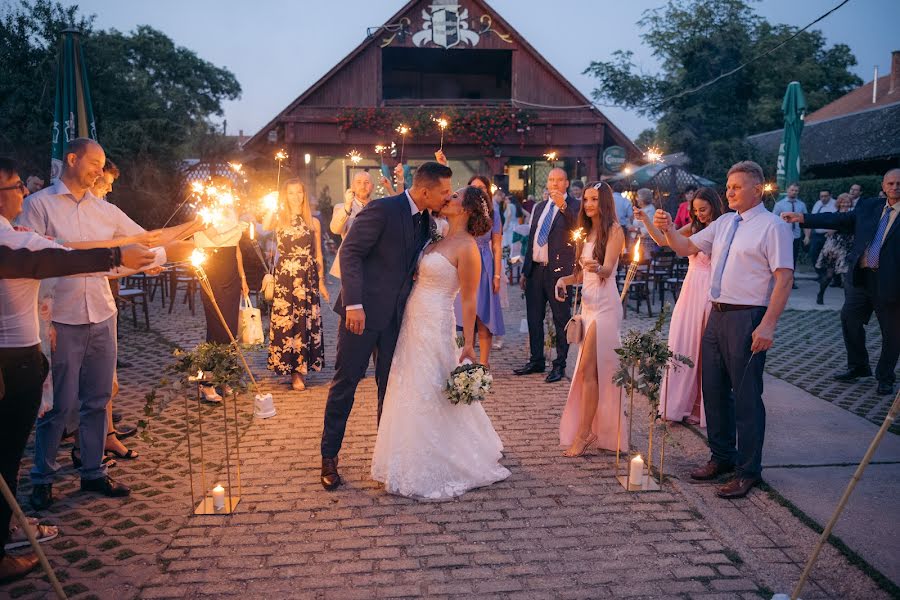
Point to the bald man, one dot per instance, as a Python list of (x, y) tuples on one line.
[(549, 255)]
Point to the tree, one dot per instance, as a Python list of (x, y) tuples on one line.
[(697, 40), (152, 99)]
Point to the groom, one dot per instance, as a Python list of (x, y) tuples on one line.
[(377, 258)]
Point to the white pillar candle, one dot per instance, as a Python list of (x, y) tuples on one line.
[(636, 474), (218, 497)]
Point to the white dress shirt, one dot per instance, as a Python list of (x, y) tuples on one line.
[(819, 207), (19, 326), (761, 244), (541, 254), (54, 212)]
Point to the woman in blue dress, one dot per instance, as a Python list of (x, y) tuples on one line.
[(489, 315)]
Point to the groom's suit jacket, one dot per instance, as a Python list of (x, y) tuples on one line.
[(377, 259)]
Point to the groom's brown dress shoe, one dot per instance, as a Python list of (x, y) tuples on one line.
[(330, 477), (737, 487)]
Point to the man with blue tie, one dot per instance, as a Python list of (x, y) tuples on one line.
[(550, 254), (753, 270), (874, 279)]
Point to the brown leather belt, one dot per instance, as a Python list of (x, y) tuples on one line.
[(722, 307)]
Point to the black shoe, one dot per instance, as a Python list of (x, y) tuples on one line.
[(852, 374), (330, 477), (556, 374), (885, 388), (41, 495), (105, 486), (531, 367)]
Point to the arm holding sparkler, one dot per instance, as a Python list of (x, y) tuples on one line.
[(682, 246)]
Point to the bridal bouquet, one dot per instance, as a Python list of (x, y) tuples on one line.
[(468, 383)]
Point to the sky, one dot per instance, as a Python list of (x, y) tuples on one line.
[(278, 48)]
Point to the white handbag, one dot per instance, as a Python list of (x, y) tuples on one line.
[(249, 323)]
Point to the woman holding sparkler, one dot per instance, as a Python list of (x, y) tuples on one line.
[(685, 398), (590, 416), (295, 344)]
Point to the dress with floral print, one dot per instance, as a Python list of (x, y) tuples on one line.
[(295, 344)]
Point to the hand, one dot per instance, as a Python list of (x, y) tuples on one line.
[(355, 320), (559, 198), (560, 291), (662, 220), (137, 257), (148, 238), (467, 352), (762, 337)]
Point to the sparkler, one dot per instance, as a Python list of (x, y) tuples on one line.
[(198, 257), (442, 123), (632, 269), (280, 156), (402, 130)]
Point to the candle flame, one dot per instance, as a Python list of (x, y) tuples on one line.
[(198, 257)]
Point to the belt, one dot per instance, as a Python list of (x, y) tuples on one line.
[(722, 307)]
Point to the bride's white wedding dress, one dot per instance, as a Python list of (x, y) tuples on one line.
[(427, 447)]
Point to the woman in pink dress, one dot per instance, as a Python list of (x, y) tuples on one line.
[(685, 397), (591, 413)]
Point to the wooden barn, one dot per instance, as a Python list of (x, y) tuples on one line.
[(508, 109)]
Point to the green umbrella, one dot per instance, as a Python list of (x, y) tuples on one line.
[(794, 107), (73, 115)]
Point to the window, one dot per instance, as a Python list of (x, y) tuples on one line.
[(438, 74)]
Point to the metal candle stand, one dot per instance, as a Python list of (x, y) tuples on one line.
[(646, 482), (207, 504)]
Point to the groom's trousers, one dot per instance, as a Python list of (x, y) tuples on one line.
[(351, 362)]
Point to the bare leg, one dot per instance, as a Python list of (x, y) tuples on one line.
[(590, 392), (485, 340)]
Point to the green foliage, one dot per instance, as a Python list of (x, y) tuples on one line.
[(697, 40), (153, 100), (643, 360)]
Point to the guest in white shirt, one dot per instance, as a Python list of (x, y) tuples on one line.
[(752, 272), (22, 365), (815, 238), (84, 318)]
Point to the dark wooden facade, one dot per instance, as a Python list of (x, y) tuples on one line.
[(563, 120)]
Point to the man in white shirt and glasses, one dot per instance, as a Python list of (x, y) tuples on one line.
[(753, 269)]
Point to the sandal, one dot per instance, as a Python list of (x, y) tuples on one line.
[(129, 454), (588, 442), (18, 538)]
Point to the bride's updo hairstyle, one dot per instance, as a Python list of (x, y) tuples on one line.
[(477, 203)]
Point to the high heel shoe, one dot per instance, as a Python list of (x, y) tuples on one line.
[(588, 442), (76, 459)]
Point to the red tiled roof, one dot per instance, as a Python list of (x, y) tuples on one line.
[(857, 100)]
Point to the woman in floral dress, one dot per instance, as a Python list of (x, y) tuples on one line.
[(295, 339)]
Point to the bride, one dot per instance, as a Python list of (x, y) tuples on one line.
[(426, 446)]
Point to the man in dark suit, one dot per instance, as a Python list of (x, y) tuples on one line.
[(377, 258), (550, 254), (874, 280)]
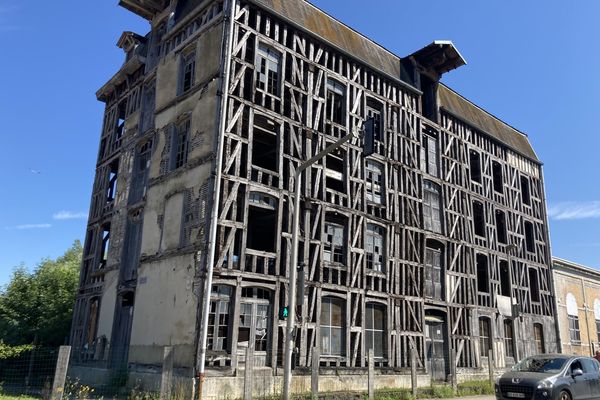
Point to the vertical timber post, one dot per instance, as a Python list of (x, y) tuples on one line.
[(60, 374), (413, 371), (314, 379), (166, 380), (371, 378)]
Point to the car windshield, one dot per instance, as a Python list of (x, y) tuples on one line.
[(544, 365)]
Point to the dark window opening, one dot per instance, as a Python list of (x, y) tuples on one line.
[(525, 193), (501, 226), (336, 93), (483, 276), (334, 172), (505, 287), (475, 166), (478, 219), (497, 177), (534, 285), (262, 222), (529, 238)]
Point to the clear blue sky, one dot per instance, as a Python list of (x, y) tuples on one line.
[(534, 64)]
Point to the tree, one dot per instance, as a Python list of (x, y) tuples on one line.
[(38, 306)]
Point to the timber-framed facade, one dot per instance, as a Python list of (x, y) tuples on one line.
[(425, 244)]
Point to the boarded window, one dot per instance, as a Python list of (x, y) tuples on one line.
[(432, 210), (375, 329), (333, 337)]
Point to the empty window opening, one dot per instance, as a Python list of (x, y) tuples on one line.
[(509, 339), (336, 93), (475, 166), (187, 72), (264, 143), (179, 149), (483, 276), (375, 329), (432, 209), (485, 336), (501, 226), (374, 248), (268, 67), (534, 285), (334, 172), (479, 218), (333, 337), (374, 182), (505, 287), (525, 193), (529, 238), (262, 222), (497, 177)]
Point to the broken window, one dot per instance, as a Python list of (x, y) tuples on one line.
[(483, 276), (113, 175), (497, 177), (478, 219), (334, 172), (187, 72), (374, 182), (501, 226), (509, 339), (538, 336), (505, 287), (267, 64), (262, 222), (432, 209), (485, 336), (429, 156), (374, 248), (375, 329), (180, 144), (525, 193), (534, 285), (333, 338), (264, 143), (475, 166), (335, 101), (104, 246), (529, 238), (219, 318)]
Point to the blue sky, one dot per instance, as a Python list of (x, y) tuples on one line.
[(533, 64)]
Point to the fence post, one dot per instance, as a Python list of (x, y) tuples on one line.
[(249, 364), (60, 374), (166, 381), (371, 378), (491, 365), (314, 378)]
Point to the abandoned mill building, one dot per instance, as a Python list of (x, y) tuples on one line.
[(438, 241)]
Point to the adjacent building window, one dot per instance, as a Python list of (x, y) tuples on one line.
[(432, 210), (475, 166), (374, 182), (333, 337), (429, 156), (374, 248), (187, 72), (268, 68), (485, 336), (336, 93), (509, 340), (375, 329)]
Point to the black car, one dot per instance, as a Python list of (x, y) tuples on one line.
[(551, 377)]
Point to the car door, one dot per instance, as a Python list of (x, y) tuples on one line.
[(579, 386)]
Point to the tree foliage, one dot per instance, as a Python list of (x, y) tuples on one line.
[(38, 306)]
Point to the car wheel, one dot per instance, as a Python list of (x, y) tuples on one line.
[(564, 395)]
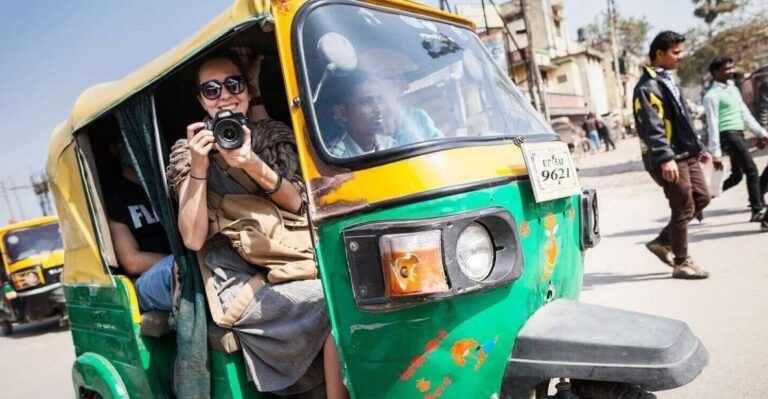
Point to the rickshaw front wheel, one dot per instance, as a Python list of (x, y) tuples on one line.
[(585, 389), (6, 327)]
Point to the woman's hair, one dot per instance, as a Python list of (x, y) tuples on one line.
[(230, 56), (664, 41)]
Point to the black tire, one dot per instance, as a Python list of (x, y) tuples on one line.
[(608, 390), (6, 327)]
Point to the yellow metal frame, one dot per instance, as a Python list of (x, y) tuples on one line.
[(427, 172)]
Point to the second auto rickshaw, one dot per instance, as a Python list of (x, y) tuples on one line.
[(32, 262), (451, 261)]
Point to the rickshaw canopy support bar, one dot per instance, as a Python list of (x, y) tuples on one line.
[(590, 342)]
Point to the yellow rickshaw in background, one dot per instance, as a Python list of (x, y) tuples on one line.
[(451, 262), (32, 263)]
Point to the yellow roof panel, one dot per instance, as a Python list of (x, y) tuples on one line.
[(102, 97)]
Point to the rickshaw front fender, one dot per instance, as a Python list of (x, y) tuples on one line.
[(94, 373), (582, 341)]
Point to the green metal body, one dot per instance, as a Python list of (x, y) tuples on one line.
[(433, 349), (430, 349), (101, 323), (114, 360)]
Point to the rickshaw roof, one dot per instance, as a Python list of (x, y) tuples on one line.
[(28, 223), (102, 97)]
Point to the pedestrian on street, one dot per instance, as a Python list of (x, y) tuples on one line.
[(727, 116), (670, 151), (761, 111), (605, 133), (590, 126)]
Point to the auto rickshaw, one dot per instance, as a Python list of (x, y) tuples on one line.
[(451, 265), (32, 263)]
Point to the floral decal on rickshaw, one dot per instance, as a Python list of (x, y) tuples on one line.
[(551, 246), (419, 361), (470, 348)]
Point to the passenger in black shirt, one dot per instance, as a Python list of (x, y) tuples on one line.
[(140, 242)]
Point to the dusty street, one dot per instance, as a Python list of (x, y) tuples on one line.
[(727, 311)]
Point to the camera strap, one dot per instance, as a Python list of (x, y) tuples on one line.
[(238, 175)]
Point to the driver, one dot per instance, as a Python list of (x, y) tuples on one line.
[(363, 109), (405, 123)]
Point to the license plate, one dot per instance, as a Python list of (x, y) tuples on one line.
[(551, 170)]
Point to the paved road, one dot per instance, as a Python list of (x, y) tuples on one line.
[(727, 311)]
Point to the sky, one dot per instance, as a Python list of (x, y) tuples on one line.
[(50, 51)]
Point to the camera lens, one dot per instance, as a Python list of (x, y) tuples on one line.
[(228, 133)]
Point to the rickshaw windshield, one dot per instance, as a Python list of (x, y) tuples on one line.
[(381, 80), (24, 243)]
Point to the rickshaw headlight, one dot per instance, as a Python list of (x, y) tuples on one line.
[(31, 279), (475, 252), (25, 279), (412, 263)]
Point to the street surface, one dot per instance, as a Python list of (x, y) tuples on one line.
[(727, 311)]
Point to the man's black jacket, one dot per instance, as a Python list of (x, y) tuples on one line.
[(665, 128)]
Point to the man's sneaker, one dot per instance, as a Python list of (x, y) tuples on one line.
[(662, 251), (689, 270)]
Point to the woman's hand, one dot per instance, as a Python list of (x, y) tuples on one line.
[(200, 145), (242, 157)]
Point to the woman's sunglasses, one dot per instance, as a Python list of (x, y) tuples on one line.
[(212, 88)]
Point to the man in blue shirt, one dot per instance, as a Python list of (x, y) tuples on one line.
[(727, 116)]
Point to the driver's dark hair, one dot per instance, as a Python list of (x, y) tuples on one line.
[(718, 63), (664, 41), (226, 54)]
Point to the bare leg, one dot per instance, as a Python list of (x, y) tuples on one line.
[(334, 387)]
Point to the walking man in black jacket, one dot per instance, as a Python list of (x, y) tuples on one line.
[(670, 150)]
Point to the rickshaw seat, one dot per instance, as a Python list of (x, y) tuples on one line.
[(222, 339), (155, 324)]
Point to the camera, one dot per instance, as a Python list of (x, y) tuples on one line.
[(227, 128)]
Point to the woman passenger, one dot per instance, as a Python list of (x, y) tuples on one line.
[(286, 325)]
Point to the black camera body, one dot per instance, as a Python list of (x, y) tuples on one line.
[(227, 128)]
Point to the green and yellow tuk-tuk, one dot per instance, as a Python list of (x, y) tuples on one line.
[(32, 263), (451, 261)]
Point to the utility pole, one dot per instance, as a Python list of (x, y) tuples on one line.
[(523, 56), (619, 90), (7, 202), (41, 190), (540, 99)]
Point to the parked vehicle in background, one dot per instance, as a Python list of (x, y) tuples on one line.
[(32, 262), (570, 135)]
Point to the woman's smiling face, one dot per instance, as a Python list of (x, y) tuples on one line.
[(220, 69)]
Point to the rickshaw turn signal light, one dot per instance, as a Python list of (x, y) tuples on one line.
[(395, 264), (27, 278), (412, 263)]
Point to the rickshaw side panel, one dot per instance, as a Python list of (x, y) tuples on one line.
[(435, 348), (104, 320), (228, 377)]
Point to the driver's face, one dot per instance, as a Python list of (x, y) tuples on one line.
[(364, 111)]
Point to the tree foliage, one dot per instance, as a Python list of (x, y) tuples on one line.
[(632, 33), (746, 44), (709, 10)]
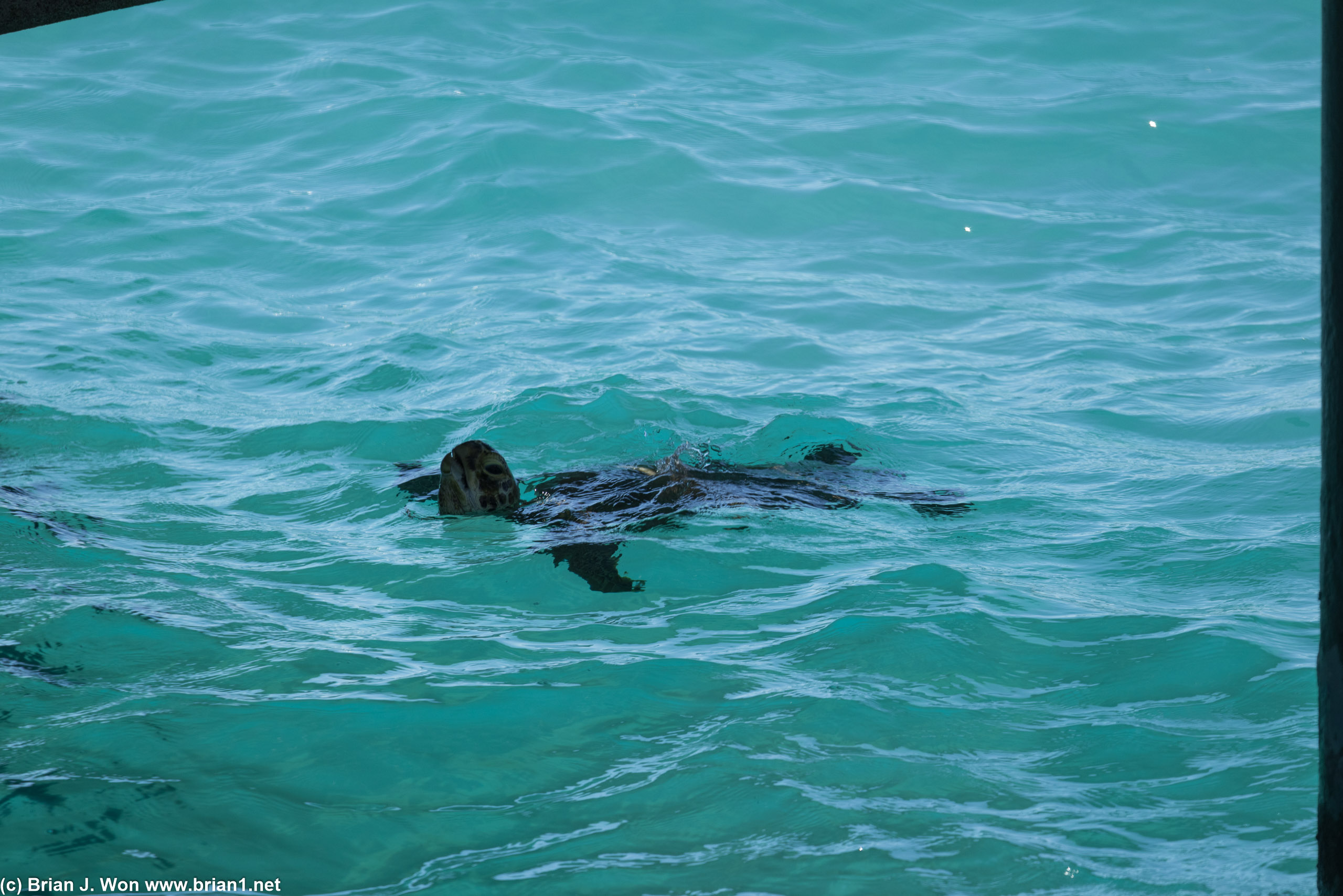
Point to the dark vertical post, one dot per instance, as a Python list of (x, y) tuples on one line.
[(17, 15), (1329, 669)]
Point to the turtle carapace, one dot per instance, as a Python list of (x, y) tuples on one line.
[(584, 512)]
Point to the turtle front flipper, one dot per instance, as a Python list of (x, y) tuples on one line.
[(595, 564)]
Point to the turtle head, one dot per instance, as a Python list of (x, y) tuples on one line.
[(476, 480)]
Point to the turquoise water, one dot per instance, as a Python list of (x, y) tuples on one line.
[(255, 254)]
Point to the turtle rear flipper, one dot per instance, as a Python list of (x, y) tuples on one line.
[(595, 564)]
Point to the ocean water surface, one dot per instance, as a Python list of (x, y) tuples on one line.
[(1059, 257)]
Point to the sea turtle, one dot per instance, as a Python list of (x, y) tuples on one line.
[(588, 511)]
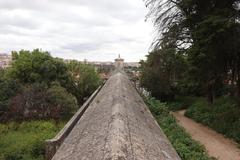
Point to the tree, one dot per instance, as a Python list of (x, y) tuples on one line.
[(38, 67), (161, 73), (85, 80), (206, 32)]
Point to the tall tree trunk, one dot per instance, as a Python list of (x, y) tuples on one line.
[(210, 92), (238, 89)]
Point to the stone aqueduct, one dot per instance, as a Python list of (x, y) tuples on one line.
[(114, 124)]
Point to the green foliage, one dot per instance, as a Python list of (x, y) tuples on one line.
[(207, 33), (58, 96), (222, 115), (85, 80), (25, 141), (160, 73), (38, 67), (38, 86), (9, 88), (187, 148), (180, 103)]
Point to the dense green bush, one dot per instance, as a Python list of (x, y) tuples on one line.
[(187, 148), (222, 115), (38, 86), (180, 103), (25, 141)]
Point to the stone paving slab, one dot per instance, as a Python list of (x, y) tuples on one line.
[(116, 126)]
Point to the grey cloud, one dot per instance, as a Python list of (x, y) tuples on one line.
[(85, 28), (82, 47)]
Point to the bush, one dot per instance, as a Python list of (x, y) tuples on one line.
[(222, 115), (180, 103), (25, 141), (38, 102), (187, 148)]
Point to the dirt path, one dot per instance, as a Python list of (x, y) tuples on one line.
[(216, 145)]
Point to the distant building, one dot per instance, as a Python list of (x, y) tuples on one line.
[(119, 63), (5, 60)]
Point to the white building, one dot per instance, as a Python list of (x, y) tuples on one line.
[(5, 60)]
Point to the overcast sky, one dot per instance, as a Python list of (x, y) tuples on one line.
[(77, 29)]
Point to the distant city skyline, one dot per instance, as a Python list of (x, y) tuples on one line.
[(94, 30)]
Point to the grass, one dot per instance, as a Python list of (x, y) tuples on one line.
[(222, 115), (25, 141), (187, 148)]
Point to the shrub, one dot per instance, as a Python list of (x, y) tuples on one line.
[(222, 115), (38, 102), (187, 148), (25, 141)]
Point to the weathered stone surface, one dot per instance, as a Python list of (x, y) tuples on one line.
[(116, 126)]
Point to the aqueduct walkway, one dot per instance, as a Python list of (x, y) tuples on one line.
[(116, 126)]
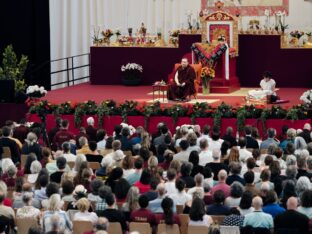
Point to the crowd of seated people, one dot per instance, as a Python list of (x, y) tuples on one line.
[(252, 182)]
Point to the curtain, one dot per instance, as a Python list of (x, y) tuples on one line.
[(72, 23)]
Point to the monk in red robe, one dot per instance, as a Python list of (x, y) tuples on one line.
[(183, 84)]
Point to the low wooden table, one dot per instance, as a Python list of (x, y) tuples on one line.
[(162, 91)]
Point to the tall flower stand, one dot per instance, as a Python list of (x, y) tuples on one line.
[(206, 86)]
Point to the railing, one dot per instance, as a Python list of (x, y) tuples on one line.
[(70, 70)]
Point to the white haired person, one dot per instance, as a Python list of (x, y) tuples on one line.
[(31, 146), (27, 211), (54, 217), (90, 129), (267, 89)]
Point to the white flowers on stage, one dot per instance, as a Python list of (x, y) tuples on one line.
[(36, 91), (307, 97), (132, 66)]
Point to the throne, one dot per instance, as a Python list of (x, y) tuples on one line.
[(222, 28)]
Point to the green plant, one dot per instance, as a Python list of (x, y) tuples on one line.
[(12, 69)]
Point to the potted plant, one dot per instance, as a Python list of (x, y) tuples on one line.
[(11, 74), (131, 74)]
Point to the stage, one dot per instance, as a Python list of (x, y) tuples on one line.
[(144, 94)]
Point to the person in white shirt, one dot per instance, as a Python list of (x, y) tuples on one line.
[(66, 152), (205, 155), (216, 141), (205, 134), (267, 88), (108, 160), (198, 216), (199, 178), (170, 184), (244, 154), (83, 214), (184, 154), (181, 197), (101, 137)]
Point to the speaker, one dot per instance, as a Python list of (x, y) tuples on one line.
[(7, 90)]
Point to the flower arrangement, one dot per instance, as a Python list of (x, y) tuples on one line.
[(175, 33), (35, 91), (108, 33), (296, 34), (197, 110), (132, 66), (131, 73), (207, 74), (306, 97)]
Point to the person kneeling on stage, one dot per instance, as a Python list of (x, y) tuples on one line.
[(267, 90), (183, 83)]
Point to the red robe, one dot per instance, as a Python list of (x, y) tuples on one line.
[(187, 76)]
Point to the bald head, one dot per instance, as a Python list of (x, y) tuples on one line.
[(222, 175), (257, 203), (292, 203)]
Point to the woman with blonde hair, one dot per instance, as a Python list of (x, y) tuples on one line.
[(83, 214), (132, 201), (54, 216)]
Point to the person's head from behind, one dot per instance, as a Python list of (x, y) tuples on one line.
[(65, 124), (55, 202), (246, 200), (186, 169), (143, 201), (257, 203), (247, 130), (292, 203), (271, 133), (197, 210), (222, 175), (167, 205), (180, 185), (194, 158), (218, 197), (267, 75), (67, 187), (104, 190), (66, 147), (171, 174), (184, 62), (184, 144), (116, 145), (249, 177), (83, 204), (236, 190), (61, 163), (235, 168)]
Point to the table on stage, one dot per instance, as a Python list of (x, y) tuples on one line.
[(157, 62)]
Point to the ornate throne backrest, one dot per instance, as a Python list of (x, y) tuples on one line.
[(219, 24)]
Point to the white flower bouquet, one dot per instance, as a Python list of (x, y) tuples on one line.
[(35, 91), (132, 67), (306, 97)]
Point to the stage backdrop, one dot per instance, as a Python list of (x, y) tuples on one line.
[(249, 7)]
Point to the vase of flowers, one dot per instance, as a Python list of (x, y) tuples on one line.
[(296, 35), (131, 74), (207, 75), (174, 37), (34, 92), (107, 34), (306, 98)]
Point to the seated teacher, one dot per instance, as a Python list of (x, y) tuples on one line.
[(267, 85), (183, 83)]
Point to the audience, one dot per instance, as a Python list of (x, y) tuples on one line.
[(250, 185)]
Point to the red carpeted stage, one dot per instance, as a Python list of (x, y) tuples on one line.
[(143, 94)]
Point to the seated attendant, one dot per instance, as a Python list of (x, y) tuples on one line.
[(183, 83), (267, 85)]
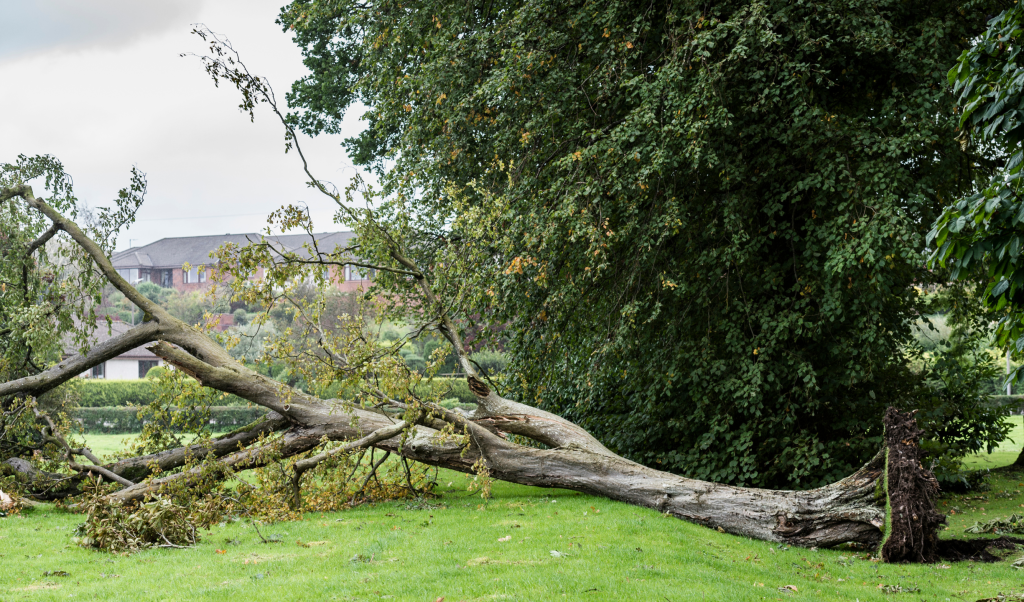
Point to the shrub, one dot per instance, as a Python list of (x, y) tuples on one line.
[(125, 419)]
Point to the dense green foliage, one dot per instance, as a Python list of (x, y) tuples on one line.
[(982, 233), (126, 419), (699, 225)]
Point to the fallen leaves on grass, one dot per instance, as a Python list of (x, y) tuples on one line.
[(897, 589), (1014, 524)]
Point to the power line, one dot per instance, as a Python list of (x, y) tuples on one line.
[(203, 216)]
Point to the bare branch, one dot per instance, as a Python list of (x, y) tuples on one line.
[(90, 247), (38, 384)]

Stated problem – Rescale the records starting at the line containing "Point to the man's black" and ending at the line containing "[(334, 387)]", reproducing every line with the requests unchanged but each coordinate in the answers multiplied by 1.65 and rounded to a whole number, halves up. Give only those lines.

Response –
Point to the man's black jacket, one dot per instance, as a Python list of (x, y) tuples on one line.
[(1097, 211)]
Point to the man's sneaker, one dot per instance, as a Python list of (x, y) tuples on one line.
[(1092, 414), (1137, 446)]
Point to the woman's hand, one dot per instance, as a Python list of (x, y) tuples on one line.
[(330, 239), (399, 259)]
Point to the woman's sunglasses, one dot per instance, as a Python list of (x, y) tuples on one line.
[(350, 145)]
Point to the man in blue shirt, one dot per instance, as a Python list of (x, y) tuples on one line.
[(1200, 191)]
Point to the driver's dark hair, one dot per instance, as a Python list of (x, y) tuples on one line.
[(1185, 104), (1096, 68), (373, 89)]
Point to the bare leg, one dot per instance, as a Python list of (x, y) tuples on one line.
[(551, 639)]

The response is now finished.